What the task asks:
Please return all lines of the data below containing the string "instance".

Stored data
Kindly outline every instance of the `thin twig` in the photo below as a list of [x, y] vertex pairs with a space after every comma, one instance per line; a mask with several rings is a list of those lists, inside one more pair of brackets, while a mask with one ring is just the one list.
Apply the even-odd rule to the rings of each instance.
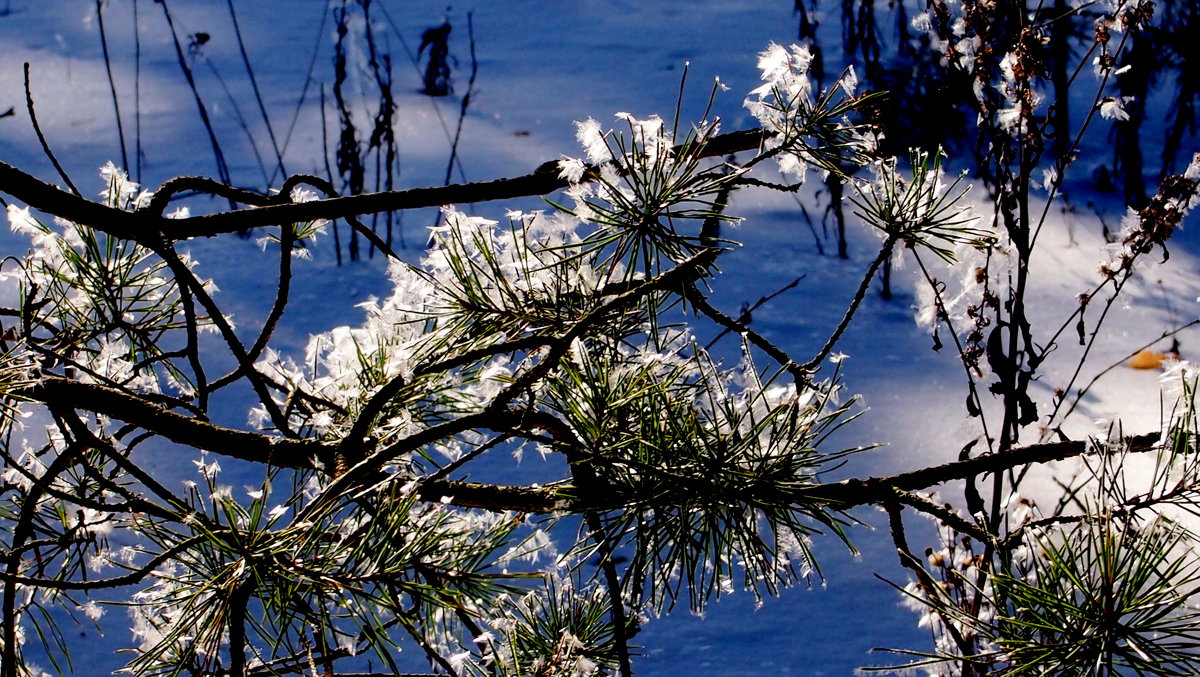
[[[269, 186], [271, 176], [267, 174], [267, 166], [263, 162], [262, 153], [258, 151], [258, 140], [254, 137], [254, 132], [250, 131], [250, 123], [246, 121], [246, 116], [242, 114], [242, 106], [239, 103], [240, 98], [235, 96], [233, 90], [229, 88], [229, 83], [217, 70], [213, 62], [206, 58], [203, 54], [198, 54], [199, 58], [208, 66], [208, 72], [212, 73], [213, 79], [220, 85], [221, 91], [225, 93], [225, 100], [229, 102], [229, 110], [233, 111], [234, 120], [237, 121], [238, 127], [241, 128], [242, 134], [246, 136], [246, 145], [250, 149], [250, 154], [254, 156], [254, 164], [258, 165], [258, 172], [262, 176], [263, 185]], [[275, 171], [275, 170], [272, 170]]]
[[[296, 131], [296, 124], [300, 121], [300, 112], [304, 109], [304, 102], [308, 99], [308, 88], [313, 83], [313, 71], [317, 68], [317, 55], [320, 54], [321, 45], [325, 42], [325, 24], [329, 21], [329, 12], [327, 7], [321, 7], [321, 23], [317, 25], [316, 39], [313, 41], [312, 56], [308, 58], [308, 70], [304, 73], [304, 86], [300, 88], [300, 95], [296, 97], [296, 107], [292, 109], [292, 120], [288, 123], [287, 133], [283, 135], [283, 144], [280, 148], [280, 155], [287, 153], [288, 146], [292, 142], [292, 133]], [[326, 164], [329, 163], [328, 155], [326, 154], [329, 144], [325, 138], [325, 87], [321, 86], [321, 154], [325, 156]], [[282, 167], [282, 165], [281, 165]], [[274, 183], [276, 175], [271, 176], [270, 183]], [[330, 178], [332, 181], [332, 177]], [[335, 228], [334, 234], [337, 234]], [[340, 256], [340, 254], [339, 254]]]
[[[129, 169], [129, 155], [125, 152], [125, 123], [121, 119], [121, 102], [117, 98], [117, 83], [113, 79], [112, 61], [108, 56], [108, 33], [104, 30], [104, 0], [96, 0], [96, 24], [100, 29], [100, 51], [104, 53], [104, 72], [108, 74], [108, 91], [112, 94], [113, 114], [117, 118], [117, 141], [121, 144], [121, 168]], [[137, 34], [137, 27], [134, 27]]]
[[921, 591], [925, 593], [926, 604], [933, 609], [934, 613], [942, 621], [942, 627], [950, 635], [955, 646], [962, 653], [964, 660], [971, 653], [971, 645], [966, 637], [959, 631], [958, 626], [949, 617], [946, 605], [942, 603], [941, 586], [933, 579], [933, 576], [921, 566], [920, 561], [912, 554], [912, 549], [908, 546], [908, 539], [904, 534], [904, 519], [900, 512], [900, 505], [896, 501], [888, 501], [884, 504], [887, 510], [888, 526], [892, 532], [892, 542], [896, 546], [896, 554], [900, 558], [900, 566], [913, 572], [917, 578], [917, 585]]
[[[1083, 400], [1084, 396], [1086, 396], [1088, 394], [1088, 392], [1091, 391], [1092, 386], [1096, 385], [1097, 381], [1104, 378], [1113, 369], [1116, 369], [1117, 367], [1128, 363], [1129, 360], [1132, 359], [1134, 356], [1136, 356], [1138, 353], [1142, 352], [1143, 350], [1148, 350], [1150, 348], [1150, 346], [1154, 345], [1155, 343], [1158, 343], [1159, 341], [1161, 341], [1165, 338], [1171, 338], [1172, 336], [1179, 334], [1180, 332], [1184, 331], [1185, 329], [1190, 329], [1198, 324], [1200, 324], [1200, 319], [1192, 320], [1191, 322], [1182, 324], [1170, 331], [1164, 331], [1158, 337], [1153, 338], [1153, 339], [1143, 343], [1142, 345], [1138, 346], [1137, 348], [1134, 348], [1133, 351], [1131, 351], [1128, 355], [1121, 357], [1120, 359], [1116, 360], [1115, 362], [1108, 365], [1104, 369], [1101, 369], [1099, 372], [1096, 373], [1095, 376], [1092, 377], [1092, 379], [1090, 381], [1087, 382], [1087, 385], [1085, 385], [1082, 388], [1075, 391], [1075, 396], [1071, 399], [1071, 404], [1067, 407], [1066, 411], [1062, 412], [1062, 420], [1065, 420], [1068, 416], [1070, 416], [1071, 413], [1075, 411], [1075, 408], [1079, 406], [1079, 403]], [[1064, 391], [1063, 397], [1066, 397], [1066, 391]], [[1056, 411], [1057, 411], [1057, 407], [1056, 407]]]
[[935, 503], [927, 496], [919, 494], [915, 491], [903, 491], [897, 489], [896, 500], [904, 505], [907, 505], [913, 510], [916, 510], [917, 512], [923, 512], [926, 515], [937, 519], [960, 534], [970, 534], [980, 543], [986, 543], [990, 540], [993, 540], [993, 536], [978, 524], [971, 522], [954, 510], [951, 510], [949, 506]]
[[3, 639], [3, 660], [0, 661], [0, 675], [3, 677], [17, 677], [20, 674], [20, 662], [17, 660], [17, 582], [16, 577], [21, 570], [22, 557], [19, 548], [32, 535], [34, 530], [34, 516], [38, 511], [40, 504], [39, 498], [44, 492], [44, 487], [54, 482], [56, 478], [73, 465], [82, 450], [75, 444], [69, 444], [66, 450], [59, 454], [57, 458], [46, 468], [42, 473], [41, 478], [33, 484], [24, 497], [21, 503], [20, 516], [17, 518], [17, 523], [13, 526], [12, 536], [8, 543], [8, 557], [5, 559], [4, 571], [4, 601], [3, 601], [3, 619], [0, 619], [0, 639]]
[[213, 326], [217, 328], [217, 332], [221, 335], [221, 338], [224, 339], [225, 345], [229, 348], [229, 352], [231, 352], [234, 358], [237, 359], [240, 369], [246, 375], [246, 378], [249, 379], [250, 385], [254, 388], [255, 394], [258, 395], [259, 402], [262, 404], [263, 408], [266, 409], [267, 414], [271, 417], [271, 423], [275, 425], [275, 429], [287, 437], [296, 437], [296, 433], [288, 424], [287, 417], [284, 416], [282, 411], [280, 411], [279, 406], [275, 403], [275, 400], [271, 398], [271, 394], [267, 391], [267, 386], [264, 383], [264, 379], [258, 373], [258, 370], [254, 368], [254, 362], [250, 359], [249, 353], [246, 351], [246, 347], [238, 338], [237, 333], [234, 332], [233, 326], [229, 323], [229, 320], [225, 317], [225, 314], [221, 312], [220, 307], [217, 306], [215, 301], [213, 301], [212, 295], [210, 295], [208, 290], [205, 289], [204, 283], [201, 282], [195, 276], [195, 274], [192, 273], [192, 270], [188, 268], [187, 264], [180, 259], [179, 254], [176, 253], [174, 246], [167, 245], [165, 247], [157, 247], [154, 249], [154, 253], [158, 254], [158, 256], [162, 258], [163, 261], [165, 261], [171, 268], [171, 272], [174, 273], [175, 279], [180, 283], [180, 286], [190, 288], [196, 300], [199, 301], [200, 305], [203, 306], [205, 311], [208, 312], [209, 320], [213, 323]]
[[[467, 92], [463, 94], [462, 104], [458, 109], [458, 124], [454, 128], [454, 139], [450, 142], [450, 160], [446, 163], [446, 180], [444, 186], [450, 185], [450, 177], [454, 172], [454, 164], [458, 160], [458, 141], [462, 138], [463, 121], [467, 118], [467, 107], [471, 105], [471, 95], [475, 93], [475, 76], [479, 74], [479, 60], [475, 57], [475, 22], [472, 12], [467, 12], [467, 38], [471, 44], [471, 77], [467, 79]], [[462, 166], [459, 166], [462, 173]]]
[[[780, 294], [784, 293], [785, 291], [787, 291], [789, 289], [794, 289], [796, 287], [796, 285], [800, 284], [800, 281], [806, 277], [808, 277], [807, 273], [805, 273], [804, 275], [801, 275], [800, 277], [783, 285], [779, 289], [775, 290], [774, 292], [772, 292], [766, 296], [760, 296], [759, 299], [754, 302], [754, 305], [748, 306], [745, 309], [743, 309], [741, 312], [738, 313], [736, 323], [738, 325], [746, 326], [748, 328], [748, 325], [750, 324], [750, 319], [751, 319], [751, 317], [753, 317], [754, 311], [763, 307], [763, 305], [765, 305], [767, 302], [771, 301], [776, 296], [779, 296]], [[735, 327], [732, 327], [732, 326], [726, 326], [724, 329], [721, 330], [721, 333], [717, 334], [715, 337], [713, 337], [713, 339], [711, 341], [704, 344], [704, 349], [711, 350], [713, 346], [717, 345], [717, 341], [720, 341], [721, 339], [725, 338], [725, 336], [732, 331], [740, 331], [740, 329], [736, 329]]]
[[765, 336], [746, 326], [745, 323], [735, 320], [717, 308], [713, 307], [713, 305], [708, 302], [708, 299], [705, 298], [705, 296], [701, 294], [700, 290], [695, 288], [695, 286], [692, 286], [687, 290], [685, 298], [687, 299], [688, 303], [691, 303], [696, 308], [696, 310], [704, 313], [704, 315], [710, 320], [724, 327], [725, 331], [735, 331], [746, 337], [746, 340], [752, 345], [766, 353], [781, 367], [787, 369], [788, 373], [790, 373], [792, 377], [796, 379], [797, 384], [806, 384], [811, 382], [811, 372], [808, 369], [796, 364], [790, 355], [784, 352], [782, 348], [776, 346], [774, 343], [768, 340]]
[[609, 613], [612, 617], [613, 644], [617, 647], [617, 666], [621, 677], [633, 676], [633, 663], [629, 660], [629, 623], [625, 617], [625, 600], [621, 595], [621, 577], [617, 574], [617, 563], [613, 561], [613, 541], [604, 531], [600, 515], [595, 511], [587, 514], [588, 529], [596, 540], [600, 568], [604, 571], [604, 587], [608, 590]]
[[[133, 0], [133, 178], [142, 182], [142, 32], [138, 0]], [[128, 167], [126, 167], [128, 169]]]
[[[225, 163], [225, 153], [221, 151], [221, 144], [217, 141], [217, 133], [213, 130], [212, 121], [208, 118], [208, 108], [204, 105], [204, 99], [200, 97], [200, 90], [196, 88], [196, 78], [192, 74], [192, 69], [187, 64], [187, 58], [183, 55], [183, 46], [179, 43], [179, 34], [175, 32], [175, 21], [171, 18], [171, 11], [167, 8], [166, 0], [156, 0], [162, 5], [163, 16], [167, 19], [167, 27], [171, 32], [171, 41], [175, 45], [175, 57], [179, 62], [179, 69], [183, 72], [183, 77], [187, 80], [188, 88], [192, 90], [192, 98], [196, 101], [196, 110], [200, 113], [200, 121], [204, 124], [204, 130], [208, 133], [208, 141], [212, 145], [213, 158], [217, 163], [217, 176], [221, 182], [226, 185], [232, 185], [233, 180], [229, 176], [229, 166]], [[233, 209], [235, 205], [233, 201], [229, 201], [229, 208]]]
[[[233, 0], [226, 0], [225, 4], [229, 7], [229, 18], [233, 21], [233, 34], [237, 38], [242, 63], [246, 66], [246, 75], [250, 78], [250, 88], [254, 90], [254, 100], [258, 103], [258, 111], [262, 113], [263, 124], [267, 127], [267, 137], [271, 139], [271, 150], [275, 151], [275, 168], [281, 176], [287, 176], [287, 170], [283, 167], [283, 152], [279, 149], [279, 142], [275, 140], [275, 129], [271, 126], [270, 116], [267, 115], [267, 106], [263, 103], [262, 92], [258, 90], [258, 79], [254, 77], [254, 67], [250, 65], [250, 56], [246, 54], [246, 43], [242, 40], [242, 27], [238, 24], [237, 12], [233, 9]], [[307, 84], [306, 82], [305, 86]]]
[[[325, 119], [324, 85], [321, 86], [321, 160], [325, 163], [325, 177], [328, 179], [329, 185], [333, 186], [333, 169], [329, 166], [329, 121]], [[342, 265], [342, 237], [338, 229], [338, 220], [333, 219], [333, 253], [340, 266]]]
[[891, 257], [892, 249], [895, 246], [896, 237], [888, 236], [888, 239], [883, 244], [883, 248], [879, 250], [879, 254], [867, 268], [867, 273], [863, 275], [862, 282], [860, 282], [858, 285], [858, 291], [854, 293], [854, 298], [850, 301], [850, 307], [846, 309], [846, 314], [842, 316], [842, 321], [838, 323], [837, 328], [834, 329], [833, 333], [829, 335], [829, 340], [825, 342], [825, 345], [821, 348], [821, 350], [818, 351], [811, 360], [800, 365], [800, 369], [802, 371], [810, 373], [813, 372], [821, 365], [822, 362], [825, 361], [825, 358], [829, 357], [829, 354], [833, 352], [834, 347], [837, 346], [838, 341], [842, 338], [842, 334], [846, 331], [846, 328], [850, 326], [850, 321], [854, 319], [855, 313], [858, 312], [859, 304], [861, 304], [863, 299], [866, 297], [867, 289], [871, 287], [871, 281], [875, 279], [875, 273], [879, 270], [879, 267], [883, 265], [883, 262], [887, 261], [888, 258]]
[[46, 135], [42, 134], [42, 126], [38, 124], [37, 112], [33, 108], [33, 92], [29, 87], [28, 61], [25, 62], [25, 109], [29, 111], [29, 122], [33, 124], [33, 133], [37, 134], [38, 143], [42, 144], [42, 152], [46, 154], [46, 157], [50, 158], [50, 164], [54, 165], [54, 169], [62, 177], [67, 187], [71, 189], [71, 192], [75, 194], [75, 197], [81, 198], [82, 194], [75, 187], [75, 184], [71, 182], [71, 177], [67, 176], [66, 170], [58, 163], [58, 158], [54, 156], [54, 151], [50, 150], [50, 144], [46, 143]]
[[[29, 576], [12, 576], [11, 580], [18, 585], [36, 586], [46, 590], [104, 590], [106, 588], [120, 588], [126, 585], [134, 585], [141, 582], [143, 578], [149, 576], [158, 565], [174, 559], [188, 548], [196, 545], [205, 539], [208, 535], [193, 536], [187, 540], [180, 541], [175, 545], [163, 550], [155, 555], [150, 561], [144, 565], [130, 571], [121, 576], [113, 576], [112, 578], [97, 578], [92, 580], [64, 580], [58, 578], [31, 578]], [[0, 572], [0, 577], [4, 580], [9, 580], [7, 573]]]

Response area:
Kindly outline every instance of the `thin twig` in the photo below as a list of [x, y] vertex pairs with a space after every comma, one instance per line; a mask with several rings is a list of those lists, inside one more pair of brackets, while a mask with one ring is just the one list.
Apply the even-odd rule to the rings of each instance.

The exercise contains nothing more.